Best transportation system

I was reading the posts below and couldn’t help thinking: Which city can claim the best transportation system? The posts from Chi-town, Mich, and FLA said their constant construction and potholes are constant headaches. Here in Atlanta, the traffic/pollution issue is huge. We have 11 lane interstates in certain areas and the traffic jams up anyway. MARTA (The ATL subway train) helps only if you are going to a sporting event. Is there a solution? Has any city developed a happy medium between mass transit, buses and cars? Some think the traffic in Atlanta could be an unsolvable problem.

I thought the Metro in Washington D.C. was pretty awesome, although I’ll let the D.C. Dopers have the final say on that.

D.C.? The Beltway traffic is legendary for it’s evilness that rivaled that in NYC.

I’m partial to NYC just because of public transportation, which is, dare i say, the best, most reliable, and also most depended on by it’s constituants, Subway & Bus system in the world.


Yer pal,
Satan

If you don’t mind really big crowds, Tokyo is extremely efficient. It goes everywhere, however, it’s not 24 hours like NYC. The stations are impeccably clean and even the homeless are given new cardboard boxes every night.

I hear that Satan…
I thought if I brought up NY, then I would get flamed. I have spent 2 awesome vacations there and loved it. No car of course. We used the subways to get everywhere and saw a ton of stuff on foot. I only wish ATL would tear up some main roads and put a train under it but that’s not the case.

# Required actions:
A. In the forum thread on city transportation, what does MARTA help with?
B. List every city named in the forum thread on city transportation.
C. Write the next post in the forum thread on city transportation, following the last post shown.

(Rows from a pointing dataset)
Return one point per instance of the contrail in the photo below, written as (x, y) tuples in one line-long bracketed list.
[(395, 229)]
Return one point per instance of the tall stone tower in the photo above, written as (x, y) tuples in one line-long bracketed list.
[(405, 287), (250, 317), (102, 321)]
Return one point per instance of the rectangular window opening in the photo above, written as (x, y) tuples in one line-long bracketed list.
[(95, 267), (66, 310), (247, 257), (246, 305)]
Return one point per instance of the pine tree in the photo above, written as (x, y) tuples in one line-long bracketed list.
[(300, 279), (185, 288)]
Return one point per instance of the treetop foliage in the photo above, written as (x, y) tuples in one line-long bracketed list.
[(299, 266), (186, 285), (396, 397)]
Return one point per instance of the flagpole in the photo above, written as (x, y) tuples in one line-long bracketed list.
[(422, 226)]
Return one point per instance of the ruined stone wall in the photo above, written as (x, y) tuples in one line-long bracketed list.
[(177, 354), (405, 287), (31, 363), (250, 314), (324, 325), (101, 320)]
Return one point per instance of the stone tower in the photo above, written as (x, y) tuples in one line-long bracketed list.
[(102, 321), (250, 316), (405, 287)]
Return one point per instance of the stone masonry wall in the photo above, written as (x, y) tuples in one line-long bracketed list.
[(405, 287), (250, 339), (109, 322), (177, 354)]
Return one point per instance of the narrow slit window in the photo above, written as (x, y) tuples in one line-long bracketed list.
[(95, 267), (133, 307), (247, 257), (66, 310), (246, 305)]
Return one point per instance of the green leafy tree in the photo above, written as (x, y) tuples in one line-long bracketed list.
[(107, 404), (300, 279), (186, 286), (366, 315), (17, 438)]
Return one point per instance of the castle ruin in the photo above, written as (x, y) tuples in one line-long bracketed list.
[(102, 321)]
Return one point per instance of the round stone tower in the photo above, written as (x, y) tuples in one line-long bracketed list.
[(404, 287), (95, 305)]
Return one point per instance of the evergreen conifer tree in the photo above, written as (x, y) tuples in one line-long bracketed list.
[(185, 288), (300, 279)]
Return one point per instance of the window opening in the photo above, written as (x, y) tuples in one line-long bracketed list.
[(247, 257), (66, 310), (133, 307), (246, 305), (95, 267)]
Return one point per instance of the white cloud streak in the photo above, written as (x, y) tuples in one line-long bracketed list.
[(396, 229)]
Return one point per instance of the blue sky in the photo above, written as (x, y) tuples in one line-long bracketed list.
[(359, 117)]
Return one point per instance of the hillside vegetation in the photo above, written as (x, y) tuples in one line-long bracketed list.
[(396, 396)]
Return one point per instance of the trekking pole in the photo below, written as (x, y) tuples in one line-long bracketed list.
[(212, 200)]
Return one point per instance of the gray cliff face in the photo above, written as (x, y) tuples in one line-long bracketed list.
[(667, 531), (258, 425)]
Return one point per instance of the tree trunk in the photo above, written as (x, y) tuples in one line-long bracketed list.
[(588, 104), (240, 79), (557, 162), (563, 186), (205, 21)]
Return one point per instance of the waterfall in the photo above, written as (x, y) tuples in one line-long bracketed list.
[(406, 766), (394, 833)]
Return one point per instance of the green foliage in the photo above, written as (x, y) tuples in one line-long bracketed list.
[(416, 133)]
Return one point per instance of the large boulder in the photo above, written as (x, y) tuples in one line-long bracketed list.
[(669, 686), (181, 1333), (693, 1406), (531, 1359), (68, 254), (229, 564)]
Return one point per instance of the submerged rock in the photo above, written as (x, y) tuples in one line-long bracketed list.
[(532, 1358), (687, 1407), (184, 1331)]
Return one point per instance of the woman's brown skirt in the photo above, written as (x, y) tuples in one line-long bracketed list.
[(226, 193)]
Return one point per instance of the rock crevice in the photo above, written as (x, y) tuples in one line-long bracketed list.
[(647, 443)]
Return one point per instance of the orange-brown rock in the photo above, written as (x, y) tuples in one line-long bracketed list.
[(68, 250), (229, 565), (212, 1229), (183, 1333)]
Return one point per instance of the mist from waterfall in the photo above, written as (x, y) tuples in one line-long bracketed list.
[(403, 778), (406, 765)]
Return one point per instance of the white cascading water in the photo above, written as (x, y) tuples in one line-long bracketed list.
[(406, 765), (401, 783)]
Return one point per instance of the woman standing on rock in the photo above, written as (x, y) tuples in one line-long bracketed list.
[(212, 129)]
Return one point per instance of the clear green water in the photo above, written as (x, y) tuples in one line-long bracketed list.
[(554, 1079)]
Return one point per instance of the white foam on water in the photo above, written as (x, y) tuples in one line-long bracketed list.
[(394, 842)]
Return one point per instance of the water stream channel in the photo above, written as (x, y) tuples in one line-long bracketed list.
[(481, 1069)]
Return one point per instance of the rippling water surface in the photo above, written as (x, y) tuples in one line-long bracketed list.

# Set of answers:
A. Only getting to a sporting event.

B. Chi-town, Atlanta, Washington D.C., NYC, Tokyo

C.
I also spent a vacation in DC and still have nightmares about 495…

What about San Fransico?..I spent a year out that way in the Navy, never owned a car, and was able to get around fairly well…'cept for that one time I fell asleep and missed my stop…(grumble)cost me $30 just to get back…

Interesting…
I have heard from friends that vacationed in SF that it was a nice place to move around in. I need to visit to see for myself.
I was curious about this topic because the transportation woes of Atlanta make the papers often (as in other cities I’m sure). Every summer there is a widening project going on, but it never seems to help. On Good Friday of this last year, I literally COULD NOT get home, although I lived about 8 miles from work (very close by ATL standards, where the average commute is >30 min.). 3 wrecks on I-75 snarled traffic for hours. The Braves game snarled traffic in the other direction…it was insane. I long for a 5 minute train ride from home to work. That would kick arse and save gas.

Having lived in the SF area and now living in NYC (as well as having visited Chicago, Boston, DC and London), I would have to put in my vote for NYC as having the best public transportation.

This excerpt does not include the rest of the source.